EMIB RAI No. 3 Please explain how the adverse effects from flow-induced vibration of safety-related components was evaluated in the Farley MUR LAR, as discussed in Section 4.9, Flow Induced Vibration Analysis, of NEI 08-10, Roadmap for Power Uprate Program Development and Implementation (ADAMS Accession No. ML092540581).
NCSG RAI No. 1:
The guidance in RIS 2002-03, Guidance on the Content of Measurement Uncertainty Recapture Power Uprate Applications, recommends that a licensee provide information for its flow-accelerated corrosion (FAC) program as part of its LAR. The NRC staffs acceptance criteria for FAC related reviews are based on maintaining the minimum acceptable wall thickness for components susceptible to FAC.

--

Exercises
1. Name every title of a document or document section that the excerpt on the Farley power uprate review quotes.
2. Pick up the excerpt on the Farley power uprate review after its final sentence and extend it by a few sentences in the same style.

--

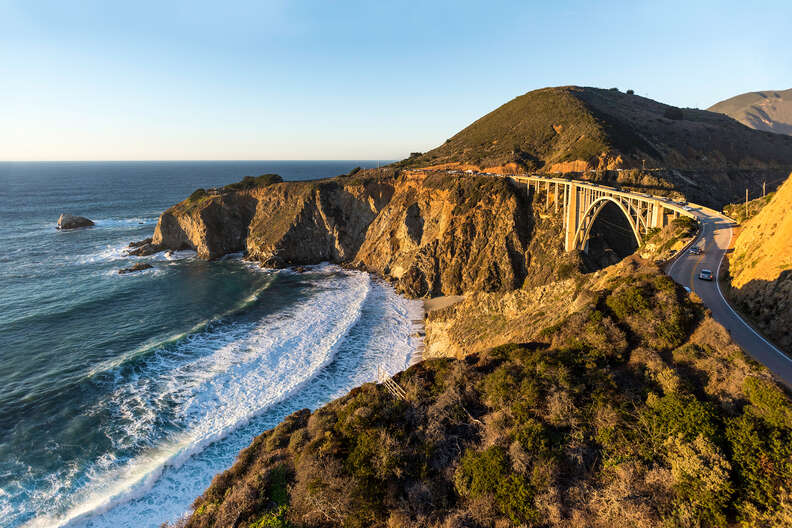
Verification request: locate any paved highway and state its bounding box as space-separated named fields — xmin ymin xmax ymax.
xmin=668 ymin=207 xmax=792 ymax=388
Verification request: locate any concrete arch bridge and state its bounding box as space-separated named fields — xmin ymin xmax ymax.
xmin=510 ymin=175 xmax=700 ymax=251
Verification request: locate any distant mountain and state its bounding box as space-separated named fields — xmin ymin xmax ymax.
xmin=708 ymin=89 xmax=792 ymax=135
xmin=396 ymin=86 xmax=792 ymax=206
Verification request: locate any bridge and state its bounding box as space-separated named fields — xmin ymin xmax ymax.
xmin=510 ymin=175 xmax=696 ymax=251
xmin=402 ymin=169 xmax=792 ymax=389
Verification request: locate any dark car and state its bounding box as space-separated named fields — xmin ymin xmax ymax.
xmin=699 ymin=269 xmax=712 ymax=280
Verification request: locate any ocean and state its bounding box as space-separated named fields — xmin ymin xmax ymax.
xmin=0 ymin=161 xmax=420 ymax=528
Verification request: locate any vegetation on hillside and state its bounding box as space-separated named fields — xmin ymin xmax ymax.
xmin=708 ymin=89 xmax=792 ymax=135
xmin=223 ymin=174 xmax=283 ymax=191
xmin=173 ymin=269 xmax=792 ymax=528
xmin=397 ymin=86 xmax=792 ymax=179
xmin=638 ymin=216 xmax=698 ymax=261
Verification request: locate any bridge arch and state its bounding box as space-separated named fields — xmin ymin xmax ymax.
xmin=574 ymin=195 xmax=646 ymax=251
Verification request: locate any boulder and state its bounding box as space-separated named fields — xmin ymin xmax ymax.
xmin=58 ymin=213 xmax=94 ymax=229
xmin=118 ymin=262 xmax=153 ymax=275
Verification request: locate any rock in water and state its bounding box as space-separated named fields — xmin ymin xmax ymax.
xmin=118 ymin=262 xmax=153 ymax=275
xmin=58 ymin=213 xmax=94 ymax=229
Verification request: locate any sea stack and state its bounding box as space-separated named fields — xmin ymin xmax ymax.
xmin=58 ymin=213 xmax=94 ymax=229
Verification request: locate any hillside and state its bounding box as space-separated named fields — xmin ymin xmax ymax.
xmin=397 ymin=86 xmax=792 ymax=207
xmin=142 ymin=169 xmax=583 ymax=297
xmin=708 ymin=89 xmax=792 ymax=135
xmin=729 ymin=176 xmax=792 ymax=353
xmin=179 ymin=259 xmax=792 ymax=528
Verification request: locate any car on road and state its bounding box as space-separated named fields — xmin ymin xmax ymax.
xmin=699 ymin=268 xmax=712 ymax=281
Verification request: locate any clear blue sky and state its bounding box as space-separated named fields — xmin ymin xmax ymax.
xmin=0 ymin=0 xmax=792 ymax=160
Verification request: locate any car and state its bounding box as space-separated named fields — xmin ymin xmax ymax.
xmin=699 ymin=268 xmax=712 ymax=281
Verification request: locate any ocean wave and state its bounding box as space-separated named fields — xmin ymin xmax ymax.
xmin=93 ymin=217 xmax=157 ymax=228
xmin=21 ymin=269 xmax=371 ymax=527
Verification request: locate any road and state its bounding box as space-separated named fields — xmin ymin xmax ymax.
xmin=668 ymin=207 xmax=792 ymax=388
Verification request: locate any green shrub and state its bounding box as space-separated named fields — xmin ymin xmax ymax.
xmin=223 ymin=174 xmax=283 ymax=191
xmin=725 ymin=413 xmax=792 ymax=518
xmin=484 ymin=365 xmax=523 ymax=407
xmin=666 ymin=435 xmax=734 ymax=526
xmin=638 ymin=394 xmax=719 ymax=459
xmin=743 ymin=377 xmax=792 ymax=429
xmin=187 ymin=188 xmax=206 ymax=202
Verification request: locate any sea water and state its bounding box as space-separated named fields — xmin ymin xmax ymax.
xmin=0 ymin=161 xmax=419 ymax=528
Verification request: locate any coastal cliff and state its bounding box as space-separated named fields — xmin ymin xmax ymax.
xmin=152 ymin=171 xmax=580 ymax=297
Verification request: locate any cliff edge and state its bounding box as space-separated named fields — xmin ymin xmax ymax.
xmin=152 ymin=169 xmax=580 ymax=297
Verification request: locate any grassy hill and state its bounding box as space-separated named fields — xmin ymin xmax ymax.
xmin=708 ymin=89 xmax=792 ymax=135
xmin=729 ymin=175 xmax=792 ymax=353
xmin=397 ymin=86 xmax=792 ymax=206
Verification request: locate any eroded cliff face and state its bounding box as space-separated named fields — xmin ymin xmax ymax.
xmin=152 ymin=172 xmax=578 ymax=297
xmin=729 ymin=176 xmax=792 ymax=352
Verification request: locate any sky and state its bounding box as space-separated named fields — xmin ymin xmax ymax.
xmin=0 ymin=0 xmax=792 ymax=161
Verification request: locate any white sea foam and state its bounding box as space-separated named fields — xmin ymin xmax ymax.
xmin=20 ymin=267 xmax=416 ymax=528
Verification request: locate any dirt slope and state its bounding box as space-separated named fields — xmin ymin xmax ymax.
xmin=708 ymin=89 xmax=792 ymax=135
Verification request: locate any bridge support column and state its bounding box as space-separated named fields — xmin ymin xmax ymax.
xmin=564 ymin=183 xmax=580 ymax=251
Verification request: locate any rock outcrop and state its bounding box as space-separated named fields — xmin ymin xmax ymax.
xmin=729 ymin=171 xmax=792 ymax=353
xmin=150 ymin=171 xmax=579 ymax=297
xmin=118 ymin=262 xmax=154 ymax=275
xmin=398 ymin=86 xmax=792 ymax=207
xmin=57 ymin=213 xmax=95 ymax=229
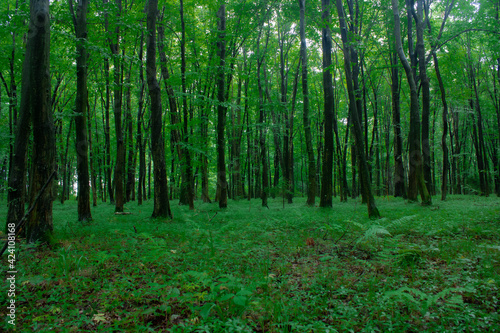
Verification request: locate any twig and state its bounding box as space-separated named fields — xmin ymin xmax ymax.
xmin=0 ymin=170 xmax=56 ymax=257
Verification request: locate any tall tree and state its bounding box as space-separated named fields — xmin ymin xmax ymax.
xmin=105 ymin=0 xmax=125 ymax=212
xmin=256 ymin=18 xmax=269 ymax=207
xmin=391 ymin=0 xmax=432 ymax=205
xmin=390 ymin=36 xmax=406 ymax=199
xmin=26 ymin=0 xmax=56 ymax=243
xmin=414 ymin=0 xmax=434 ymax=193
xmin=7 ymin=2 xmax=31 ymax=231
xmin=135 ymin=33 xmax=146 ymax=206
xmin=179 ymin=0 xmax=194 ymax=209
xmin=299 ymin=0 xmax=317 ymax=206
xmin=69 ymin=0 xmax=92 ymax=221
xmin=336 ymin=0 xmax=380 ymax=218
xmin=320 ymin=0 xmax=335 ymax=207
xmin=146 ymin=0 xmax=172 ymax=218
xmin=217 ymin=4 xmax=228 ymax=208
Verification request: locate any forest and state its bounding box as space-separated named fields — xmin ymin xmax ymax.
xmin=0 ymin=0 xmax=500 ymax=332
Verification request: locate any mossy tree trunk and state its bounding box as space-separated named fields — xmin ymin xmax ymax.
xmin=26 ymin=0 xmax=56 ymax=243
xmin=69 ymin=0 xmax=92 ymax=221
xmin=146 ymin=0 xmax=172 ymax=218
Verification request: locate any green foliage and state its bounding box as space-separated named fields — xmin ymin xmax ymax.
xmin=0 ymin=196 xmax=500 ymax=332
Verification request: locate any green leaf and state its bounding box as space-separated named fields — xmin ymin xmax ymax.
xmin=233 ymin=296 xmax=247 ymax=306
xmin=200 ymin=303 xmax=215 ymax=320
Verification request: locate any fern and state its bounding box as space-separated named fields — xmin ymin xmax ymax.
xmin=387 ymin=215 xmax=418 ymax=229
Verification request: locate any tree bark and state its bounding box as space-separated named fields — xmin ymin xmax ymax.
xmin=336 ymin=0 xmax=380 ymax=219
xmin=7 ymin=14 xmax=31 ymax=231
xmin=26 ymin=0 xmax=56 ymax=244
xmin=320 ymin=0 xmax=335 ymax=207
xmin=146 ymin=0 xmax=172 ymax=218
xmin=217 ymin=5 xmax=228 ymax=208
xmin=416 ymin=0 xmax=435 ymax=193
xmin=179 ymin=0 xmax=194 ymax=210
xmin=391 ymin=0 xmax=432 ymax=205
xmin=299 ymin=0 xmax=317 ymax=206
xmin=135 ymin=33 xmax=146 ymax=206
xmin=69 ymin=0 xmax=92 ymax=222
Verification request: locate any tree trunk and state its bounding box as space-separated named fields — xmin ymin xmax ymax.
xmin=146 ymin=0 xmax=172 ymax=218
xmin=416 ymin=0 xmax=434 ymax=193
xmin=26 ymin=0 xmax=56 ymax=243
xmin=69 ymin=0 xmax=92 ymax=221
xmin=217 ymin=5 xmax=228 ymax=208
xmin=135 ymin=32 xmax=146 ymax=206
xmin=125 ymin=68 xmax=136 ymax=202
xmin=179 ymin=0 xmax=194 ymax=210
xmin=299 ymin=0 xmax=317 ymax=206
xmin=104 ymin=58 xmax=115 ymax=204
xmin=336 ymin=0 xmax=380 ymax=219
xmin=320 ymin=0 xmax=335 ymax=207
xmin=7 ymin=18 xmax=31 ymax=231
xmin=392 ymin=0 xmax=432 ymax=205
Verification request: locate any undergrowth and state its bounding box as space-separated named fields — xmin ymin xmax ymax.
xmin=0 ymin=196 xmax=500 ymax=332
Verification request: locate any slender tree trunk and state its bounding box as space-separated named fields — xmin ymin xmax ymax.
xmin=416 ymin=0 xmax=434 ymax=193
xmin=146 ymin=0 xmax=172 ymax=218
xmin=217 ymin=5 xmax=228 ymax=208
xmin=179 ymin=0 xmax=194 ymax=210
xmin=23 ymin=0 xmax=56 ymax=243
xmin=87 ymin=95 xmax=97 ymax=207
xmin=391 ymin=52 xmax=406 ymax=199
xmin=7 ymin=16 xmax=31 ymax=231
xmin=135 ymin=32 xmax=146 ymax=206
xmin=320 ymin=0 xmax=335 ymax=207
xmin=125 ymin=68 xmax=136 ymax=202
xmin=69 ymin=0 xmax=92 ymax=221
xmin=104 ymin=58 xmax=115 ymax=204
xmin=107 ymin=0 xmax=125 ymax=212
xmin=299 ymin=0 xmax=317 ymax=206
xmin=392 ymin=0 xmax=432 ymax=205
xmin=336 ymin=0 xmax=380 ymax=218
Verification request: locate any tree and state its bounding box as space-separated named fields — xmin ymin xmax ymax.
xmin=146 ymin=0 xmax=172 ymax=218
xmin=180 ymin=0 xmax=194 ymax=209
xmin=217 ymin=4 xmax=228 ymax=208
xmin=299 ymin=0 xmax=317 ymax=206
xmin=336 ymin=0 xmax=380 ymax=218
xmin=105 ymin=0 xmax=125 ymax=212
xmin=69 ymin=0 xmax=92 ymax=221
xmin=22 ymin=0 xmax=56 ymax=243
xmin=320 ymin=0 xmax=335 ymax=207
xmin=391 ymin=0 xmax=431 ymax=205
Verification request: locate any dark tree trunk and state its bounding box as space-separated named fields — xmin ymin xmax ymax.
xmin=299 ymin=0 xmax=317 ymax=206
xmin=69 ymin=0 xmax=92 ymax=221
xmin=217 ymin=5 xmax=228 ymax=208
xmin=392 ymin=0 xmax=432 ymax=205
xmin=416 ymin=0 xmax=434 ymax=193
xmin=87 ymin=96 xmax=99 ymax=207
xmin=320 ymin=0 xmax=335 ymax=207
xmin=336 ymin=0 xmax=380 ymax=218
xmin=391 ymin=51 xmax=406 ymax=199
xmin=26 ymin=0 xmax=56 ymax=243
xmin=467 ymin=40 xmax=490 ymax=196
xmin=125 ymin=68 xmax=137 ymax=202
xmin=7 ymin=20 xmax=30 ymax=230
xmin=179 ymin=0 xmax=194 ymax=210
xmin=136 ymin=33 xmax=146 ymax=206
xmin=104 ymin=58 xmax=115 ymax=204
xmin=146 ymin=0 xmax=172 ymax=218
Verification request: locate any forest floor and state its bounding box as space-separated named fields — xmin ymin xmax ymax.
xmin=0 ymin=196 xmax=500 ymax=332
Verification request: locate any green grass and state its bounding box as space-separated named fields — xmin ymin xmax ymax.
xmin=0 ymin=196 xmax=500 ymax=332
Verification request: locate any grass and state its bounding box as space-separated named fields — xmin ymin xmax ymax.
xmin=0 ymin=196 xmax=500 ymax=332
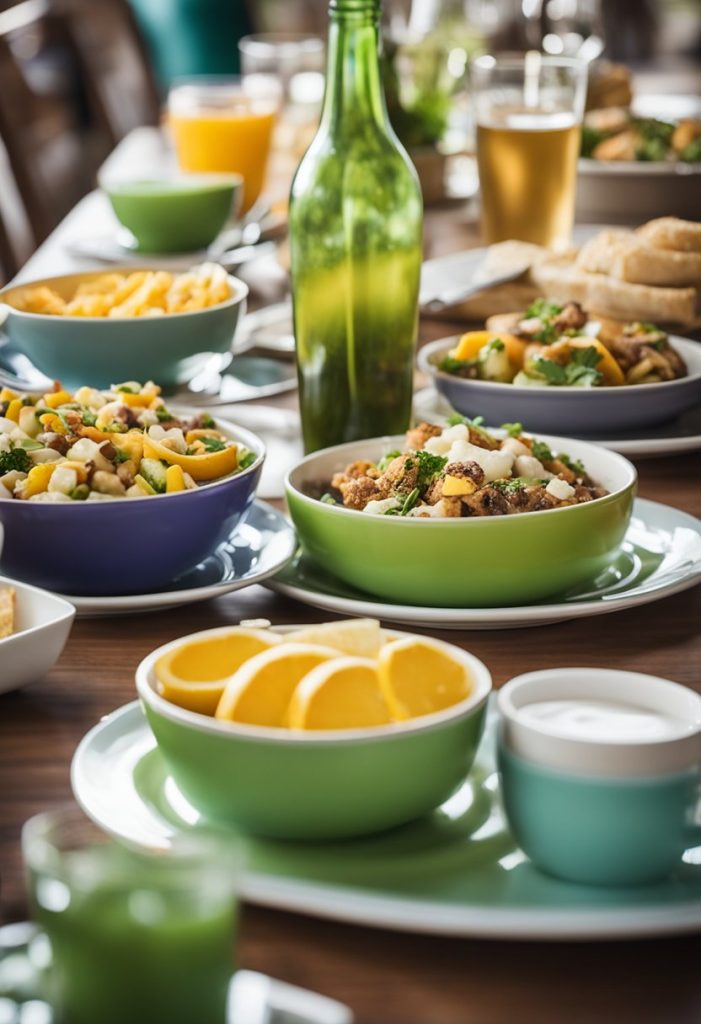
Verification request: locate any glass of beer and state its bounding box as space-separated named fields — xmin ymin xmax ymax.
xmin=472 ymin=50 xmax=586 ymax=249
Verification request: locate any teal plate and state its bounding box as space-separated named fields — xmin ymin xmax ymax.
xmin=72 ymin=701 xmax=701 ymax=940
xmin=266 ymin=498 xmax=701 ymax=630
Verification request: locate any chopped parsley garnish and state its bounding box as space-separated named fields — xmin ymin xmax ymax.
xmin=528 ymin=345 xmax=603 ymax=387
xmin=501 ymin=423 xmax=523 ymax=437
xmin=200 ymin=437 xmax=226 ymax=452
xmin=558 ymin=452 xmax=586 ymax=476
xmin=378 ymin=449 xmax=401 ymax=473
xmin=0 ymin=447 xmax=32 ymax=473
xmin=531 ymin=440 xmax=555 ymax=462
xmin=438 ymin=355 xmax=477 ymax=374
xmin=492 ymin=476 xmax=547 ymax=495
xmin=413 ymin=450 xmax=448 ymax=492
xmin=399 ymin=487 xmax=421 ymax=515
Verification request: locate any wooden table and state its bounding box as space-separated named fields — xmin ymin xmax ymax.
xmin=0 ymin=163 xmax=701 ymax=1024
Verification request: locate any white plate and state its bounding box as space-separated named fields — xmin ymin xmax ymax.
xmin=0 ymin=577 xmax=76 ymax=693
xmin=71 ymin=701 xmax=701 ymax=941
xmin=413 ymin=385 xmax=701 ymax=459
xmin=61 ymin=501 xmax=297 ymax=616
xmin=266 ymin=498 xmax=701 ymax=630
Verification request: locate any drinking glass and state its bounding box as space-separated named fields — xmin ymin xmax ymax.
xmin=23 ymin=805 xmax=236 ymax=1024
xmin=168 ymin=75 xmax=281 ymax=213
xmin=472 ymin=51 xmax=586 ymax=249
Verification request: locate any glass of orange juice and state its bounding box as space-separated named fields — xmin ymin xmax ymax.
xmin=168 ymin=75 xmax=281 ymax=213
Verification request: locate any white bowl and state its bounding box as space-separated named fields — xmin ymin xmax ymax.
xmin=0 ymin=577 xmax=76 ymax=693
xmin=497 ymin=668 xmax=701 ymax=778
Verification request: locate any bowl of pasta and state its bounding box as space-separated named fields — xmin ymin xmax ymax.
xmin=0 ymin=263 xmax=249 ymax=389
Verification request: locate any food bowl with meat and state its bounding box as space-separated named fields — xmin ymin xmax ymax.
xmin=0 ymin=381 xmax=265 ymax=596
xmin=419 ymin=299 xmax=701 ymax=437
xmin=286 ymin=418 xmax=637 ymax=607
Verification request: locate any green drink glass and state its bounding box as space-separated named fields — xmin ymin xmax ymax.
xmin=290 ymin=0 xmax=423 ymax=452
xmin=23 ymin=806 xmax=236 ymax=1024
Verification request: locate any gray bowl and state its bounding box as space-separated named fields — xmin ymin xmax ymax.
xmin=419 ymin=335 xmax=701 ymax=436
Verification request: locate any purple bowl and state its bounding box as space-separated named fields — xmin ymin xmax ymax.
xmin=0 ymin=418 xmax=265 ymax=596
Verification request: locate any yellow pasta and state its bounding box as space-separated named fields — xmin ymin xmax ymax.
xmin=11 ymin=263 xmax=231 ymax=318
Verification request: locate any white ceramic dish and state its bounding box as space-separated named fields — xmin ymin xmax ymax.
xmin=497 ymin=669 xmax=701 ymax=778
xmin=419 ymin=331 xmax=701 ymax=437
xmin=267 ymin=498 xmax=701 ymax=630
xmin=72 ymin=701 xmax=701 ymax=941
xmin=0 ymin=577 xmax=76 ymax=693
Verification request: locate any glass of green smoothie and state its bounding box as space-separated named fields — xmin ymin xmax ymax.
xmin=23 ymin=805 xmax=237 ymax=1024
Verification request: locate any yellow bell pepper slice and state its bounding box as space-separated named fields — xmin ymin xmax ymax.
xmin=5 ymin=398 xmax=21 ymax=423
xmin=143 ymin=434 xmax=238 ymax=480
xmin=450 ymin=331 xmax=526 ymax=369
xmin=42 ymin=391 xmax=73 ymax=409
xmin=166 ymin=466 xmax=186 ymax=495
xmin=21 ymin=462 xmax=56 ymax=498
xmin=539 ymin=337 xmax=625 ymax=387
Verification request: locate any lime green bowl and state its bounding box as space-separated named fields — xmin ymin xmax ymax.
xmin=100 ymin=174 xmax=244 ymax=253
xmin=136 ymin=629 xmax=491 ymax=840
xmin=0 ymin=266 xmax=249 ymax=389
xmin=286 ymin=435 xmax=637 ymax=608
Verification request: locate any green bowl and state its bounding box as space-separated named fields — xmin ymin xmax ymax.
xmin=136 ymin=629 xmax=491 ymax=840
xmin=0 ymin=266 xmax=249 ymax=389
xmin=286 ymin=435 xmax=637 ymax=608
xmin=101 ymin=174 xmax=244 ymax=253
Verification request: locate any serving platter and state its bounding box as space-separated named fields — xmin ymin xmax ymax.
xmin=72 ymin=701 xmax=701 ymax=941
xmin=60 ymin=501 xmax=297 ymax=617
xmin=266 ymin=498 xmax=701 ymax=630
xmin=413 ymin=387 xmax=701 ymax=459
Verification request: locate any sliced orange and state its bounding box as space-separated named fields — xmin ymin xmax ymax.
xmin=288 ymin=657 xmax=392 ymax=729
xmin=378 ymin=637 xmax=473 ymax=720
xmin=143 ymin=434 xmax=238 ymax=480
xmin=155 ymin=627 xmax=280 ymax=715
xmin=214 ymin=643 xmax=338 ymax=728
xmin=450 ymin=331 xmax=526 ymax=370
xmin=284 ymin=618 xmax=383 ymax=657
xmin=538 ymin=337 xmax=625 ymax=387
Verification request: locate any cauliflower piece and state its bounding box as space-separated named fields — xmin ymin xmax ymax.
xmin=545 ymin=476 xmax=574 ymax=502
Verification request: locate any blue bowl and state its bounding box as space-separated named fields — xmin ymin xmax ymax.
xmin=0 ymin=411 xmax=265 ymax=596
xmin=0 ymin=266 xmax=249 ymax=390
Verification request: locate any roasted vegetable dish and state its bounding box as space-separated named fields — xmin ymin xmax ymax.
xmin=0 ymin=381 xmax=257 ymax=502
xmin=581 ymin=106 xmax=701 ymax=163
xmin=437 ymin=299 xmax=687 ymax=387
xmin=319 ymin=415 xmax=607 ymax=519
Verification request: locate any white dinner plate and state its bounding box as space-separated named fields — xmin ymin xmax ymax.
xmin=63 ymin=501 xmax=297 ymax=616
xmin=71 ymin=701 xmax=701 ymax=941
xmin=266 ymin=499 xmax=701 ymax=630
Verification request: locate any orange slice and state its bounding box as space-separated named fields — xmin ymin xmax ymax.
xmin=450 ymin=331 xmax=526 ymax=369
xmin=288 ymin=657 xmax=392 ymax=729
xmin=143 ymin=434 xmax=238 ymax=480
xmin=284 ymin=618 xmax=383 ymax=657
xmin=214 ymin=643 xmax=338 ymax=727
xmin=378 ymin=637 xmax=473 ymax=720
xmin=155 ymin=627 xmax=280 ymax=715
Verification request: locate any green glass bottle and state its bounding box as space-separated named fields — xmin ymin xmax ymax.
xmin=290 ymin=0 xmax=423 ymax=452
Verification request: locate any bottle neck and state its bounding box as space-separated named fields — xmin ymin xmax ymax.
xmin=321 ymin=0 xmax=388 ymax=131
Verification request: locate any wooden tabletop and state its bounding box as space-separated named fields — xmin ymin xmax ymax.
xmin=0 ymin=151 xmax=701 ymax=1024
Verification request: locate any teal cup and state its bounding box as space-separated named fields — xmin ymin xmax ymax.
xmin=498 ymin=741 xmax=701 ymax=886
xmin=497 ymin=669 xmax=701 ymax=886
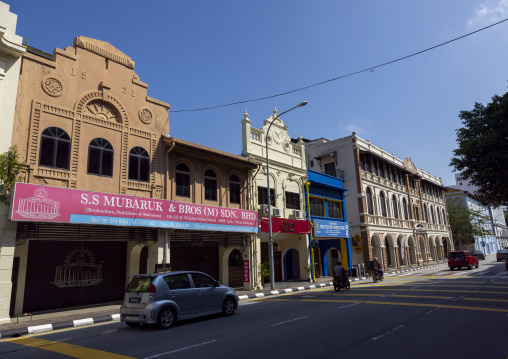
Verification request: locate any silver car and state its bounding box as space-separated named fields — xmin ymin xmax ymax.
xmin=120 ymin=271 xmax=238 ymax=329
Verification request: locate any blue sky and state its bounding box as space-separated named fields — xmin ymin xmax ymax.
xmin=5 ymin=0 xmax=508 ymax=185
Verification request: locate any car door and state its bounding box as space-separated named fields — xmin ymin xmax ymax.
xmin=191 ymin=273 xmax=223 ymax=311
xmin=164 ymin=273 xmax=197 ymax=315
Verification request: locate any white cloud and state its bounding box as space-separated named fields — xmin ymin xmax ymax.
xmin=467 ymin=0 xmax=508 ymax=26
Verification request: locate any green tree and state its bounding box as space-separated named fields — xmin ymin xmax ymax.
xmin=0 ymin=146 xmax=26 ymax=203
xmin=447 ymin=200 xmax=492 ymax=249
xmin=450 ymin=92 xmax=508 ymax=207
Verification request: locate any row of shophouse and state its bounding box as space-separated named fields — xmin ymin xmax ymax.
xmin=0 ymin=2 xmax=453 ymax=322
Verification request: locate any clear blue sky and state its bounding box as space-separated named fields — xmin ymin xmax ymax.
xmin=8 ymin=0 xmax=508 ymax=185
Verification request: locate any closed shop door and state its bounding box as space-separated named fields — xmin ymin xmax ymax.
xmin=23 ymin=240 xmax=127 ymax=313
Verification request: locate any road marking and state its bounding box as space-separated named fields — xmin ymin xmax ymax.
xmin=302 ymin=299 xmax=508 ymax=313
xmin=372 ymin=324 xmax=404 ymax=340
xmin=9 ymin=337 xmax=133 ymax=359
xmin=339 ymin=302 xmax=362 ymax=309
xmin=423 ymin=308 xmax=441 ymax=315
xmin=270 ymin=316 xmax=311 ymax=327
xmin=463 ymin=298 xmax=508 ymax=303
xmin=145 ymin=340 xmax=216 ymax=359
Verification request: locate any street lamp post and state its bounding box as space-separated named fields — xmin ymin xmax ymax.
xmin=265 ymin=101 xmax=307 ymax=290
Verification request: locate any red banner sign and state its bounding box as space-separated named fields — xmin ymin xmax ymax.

--

Solved problems
1. Flow Induced Vibration Analysis; Roadmap for Power Uprate Program Development and Implementation; Guidance on the Content of Measurement Uncertainty Recapture Power Uprate Applications

2.
Section IV.1.E.iii, Flow-Accelerated Corrosion program, of the LAR stated that the wear rates for some components will increase due to the proposed MUR power uprate at Farley. The licensee stated that the wear rates at the proposed MUR power uprate conditions were modeled in CHECWORKS'. However, the LAR does not provide information regarding what components are impacted, and by how much the maximum wear rate for an individual component will increase due to the proposed MUR power uprate.
In order to obtain reasonable assurance that components within the lines modeled in CHECWORKS' will not experience significant degradation at the MUR power uprate conditions, the NRC staff requests predicted wear rate values for individual susceptible components in these lines that will experience the greatest increase in wear rate due to the MUR power uprate conditions. Additionally, if any of these components are expected to have significantly increased wear rates, describe how the current FAC program will manage this degradation.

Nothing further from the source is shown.